— Start of Exercise inputs —
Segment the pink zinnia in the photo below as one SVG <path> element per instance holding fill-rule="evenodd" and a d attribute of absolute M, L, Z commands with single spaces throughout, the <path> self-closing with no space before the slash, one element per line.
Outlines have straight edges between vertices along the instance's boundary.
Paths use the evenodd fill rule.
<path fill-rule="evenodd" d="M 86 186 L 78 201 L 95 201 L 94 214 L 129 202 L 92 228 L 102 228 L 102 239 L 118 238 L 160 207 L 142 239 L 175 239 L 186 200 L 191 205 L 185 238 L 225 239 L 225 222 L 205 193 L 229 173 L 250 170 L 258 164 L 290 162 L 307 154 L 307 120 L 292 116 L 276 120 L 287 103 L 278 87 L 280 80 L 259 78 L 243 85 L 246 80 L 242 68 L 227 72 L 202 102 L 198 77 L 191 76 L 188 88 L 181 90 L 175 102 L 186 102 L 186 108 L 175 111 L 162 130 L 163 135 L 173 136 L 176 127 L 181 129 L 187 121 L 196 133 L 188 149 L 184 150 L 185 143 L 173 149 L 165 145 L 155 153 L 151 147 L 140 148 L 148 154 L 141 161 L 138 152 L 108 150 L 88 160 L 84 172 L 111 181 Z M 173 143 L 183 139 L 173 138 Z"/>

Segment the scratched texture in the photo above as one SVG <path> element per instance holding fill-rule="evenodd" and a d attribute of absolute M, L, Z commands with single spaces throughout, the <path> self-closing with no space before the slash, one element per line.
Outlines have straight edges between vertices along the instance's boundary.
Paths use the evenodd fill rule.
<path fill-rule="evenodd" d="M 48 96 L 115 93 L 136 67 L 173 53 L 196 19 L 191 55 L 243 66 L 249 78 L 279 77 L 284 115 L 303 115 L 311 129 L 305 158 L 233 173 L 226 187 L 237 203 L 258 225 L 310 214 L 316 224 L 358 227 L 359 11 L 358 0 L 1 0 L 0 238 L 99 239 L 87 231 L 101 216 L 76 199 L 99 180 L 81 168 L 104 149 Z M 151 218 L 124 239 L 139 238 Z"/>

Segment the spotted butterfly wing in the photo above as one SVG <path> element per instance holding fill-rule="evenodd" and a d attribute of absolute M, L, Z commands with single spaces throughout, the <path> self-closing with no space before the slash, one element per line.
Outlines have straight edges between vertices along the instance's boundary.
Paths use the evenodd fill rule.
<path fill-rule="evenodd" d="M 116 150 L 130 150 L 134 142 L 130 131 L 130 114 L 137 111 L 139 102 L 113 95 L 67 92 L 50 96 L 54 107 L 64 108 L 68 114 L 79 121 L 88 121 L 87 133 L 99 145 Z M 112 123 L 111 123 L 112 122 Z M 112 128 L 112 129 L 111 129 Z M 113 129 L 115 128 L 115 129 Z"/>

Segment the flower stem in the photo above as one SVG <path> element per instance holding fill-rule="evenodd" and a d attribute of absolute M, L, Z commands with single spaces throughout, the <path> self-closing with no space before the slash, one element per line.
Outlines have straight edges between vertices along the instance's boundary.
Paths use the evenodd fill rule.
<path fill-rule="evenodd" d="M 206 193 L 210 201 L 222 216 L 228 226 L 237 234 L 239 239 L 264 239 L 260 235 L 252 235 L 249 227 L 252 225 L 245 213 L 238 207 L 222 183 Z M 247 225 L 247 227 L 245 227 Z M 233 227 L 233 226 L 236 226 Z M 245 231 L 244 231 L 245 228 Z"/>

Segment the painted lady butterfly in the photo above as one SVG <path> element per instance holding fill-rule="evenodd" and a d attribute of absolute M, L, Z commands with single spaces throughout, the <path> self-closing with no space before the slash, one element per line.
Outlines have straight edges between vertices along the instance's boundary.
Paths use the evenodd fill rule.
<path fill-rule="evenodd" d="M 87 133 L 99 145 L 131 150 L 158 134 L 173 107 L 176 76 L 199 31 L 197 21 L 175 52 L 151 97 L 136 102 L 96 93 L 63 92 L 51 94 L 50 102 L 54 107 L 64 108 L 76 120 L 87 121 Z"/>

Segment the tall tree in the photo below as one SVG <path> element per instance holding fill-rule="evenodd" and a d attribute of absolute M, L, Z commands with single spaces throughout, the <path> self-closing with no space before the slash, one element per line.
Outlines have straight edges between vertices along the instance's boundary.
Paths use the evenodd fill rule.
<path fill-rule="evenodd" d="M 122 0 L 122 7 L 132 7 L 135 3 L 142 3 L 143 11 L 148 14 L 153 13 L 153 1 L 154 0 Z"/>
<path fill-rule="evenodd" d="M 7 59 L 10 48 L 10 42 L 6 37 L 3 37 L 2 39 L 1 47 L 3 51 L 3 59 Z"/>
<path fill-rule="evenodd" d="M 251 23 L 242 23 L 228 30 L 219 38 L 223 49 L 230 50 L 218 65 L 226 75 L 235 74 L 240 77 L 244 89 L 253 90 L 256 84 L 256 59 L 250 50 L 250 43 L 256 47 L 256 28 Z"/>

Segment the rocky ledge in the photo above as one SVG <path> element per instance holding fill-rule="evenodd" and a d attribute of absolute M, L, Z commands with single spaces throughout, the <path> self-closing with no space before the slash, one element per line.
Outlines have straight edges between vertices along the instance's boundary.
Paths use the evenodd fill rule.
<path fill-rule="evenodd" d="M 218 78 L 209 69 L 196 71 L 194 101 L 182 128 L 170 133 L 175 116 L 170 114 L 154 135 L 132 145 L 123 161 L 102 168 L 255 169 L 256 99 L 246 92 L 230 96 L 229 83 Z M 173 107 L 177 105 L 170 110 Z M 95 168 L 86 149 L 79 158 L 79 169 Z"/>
— End of Exercise inputs —
**Stated goal**
Please copy out the part of the records that opens with the line containing "Segment the painted" and closes with the line containing "99 145 L 131", including both of those lines, and reproduce only those lines exactly.

**Output of the task**
Segment the painted lady butterfly in the photo above as one SVG <path> element per instance holding fill-rule="evenodd" and a d attribute of absolute M, L, Z commands with single spaces throughout, the <path> self-closing with no space before the slash, one element per line.
Outlines have straight edges between vertices along the instance's boundary.
Paths use the evenodd fill rule.
<path fill-rule="evenodd" d="M 87 133 L 99 145 L 131 150 L 158 134 L 173 107 L 176 76 L 199 31 L 197 21 L 175 52 L 151 97 L 136 102 L 96 93 L 63 92 L 51 94 L 50 102 L 54 107 L 64 108 L 76 120 L 87 121 Z"/>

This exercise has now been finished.